Implementation Intentions for Improving Fruit and Vegetable Intakes

The conduct of cancer prevention trials through community settings and/or national networks
of clinical sites requires the development of appropriate interventions. One promising
behavioral strategy that is very simple to administer is that of the formulation of
implementation intentions. The premise of this intervention is that once persons formulate
a plan of action, automatic behavior follows. Use of this intervention in primary care is
an innovative approach to eliciting preventive behaviors with minimal staff time. The goal
in this study will be to increase fruit and vegetable consumption by 2 servings/day without
a change in overall energy intakes by decreasing consumption of a less nutritious food.
Substitution of foods is critical for prevention of weight gain. This feasibility study
aims conduct a randomized, controlled clinical trial to test whether formulation of
implementation intentions, either alone or with telephone support, can increase fruit and
vegetable consumption without an increase in overall energy intakes. Recruitment success
in a family medicine clinic in Ypsilanti Michigan will be documented with emphasis on the
extent of minority participation. Dietary assessment will be the main outcome variable.
Other assessments will include demographics, self-assessment of behaviors targeted by the
intervention and levels of carotenoids in plasma. We will enroll 105 subjects to retain
28/arm, and power is good to detect small differences in fruit and vegetable intakes among
the three study arms. This will generate useful data for the design of larger dietary
intervention trials that are cost-effective and which will utilize multiple clinical sites
to optimize enrollment.

■ **STORED DATA**:

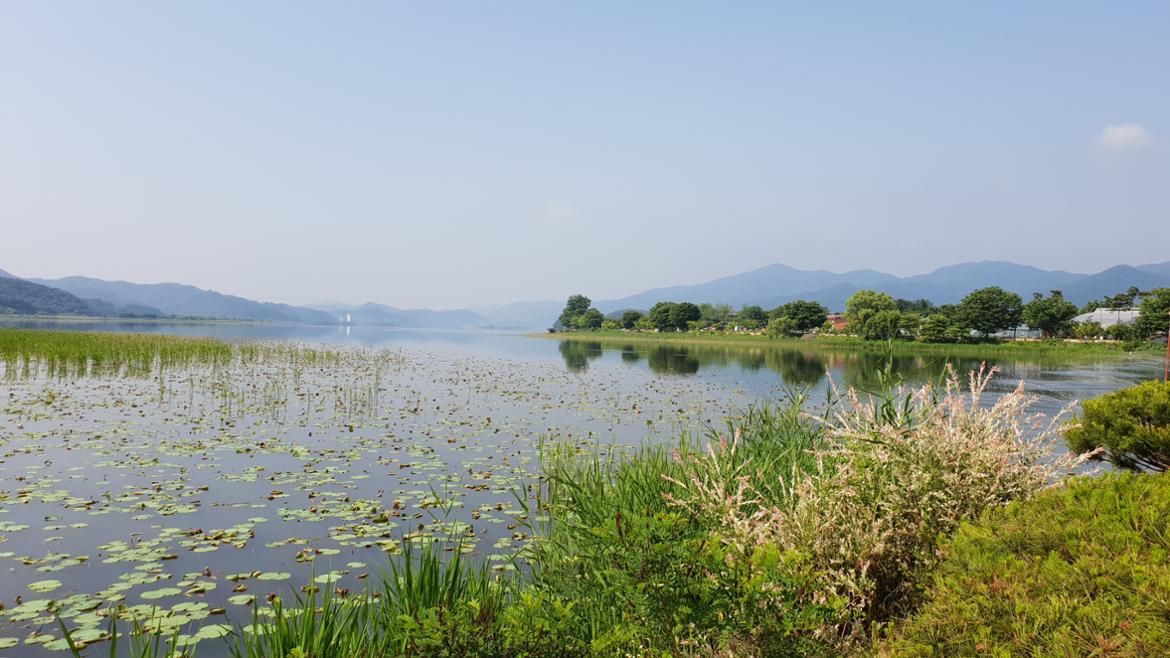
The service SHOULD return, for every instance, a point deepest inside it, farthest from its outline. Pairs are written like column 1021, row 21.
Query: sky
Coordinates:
column 446, row 155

■ **EXERCISE SET**:
a: Retype the fruit and vegetable study description above, starting at "Substitution of foods" and ending at "main outcome variable.".
b: List every assessment that the fruit and vegetable study description says the study will include.
c: According to the fruit and vegetable study description, how many subjects will be enrolled?

■ **TASK-BY-TASK RESULTS**:
a:
Substitution of foods is critical for prevention of weight gain. This feasibility study
aims conduct a randomized, controlled clinical trial to test whether formulation of
implementation intentions, either alone or with telephone support, can increase fruit and
vegetable consumption without an increase in overall energy intakes. Recruitment success
in a family medicine clinic in Ypsilanti Michigan will be documented with emphasis on the
extent of minority participation. Dietary assessment will be the main outcome variable.

b:
- Dietary assessment (the main outcome variable)
- Demographics
- Self-assessment of behaviors targeted by the intervention
- Levels of carotenoids in plasma

c: 105 subjects will be enrolled.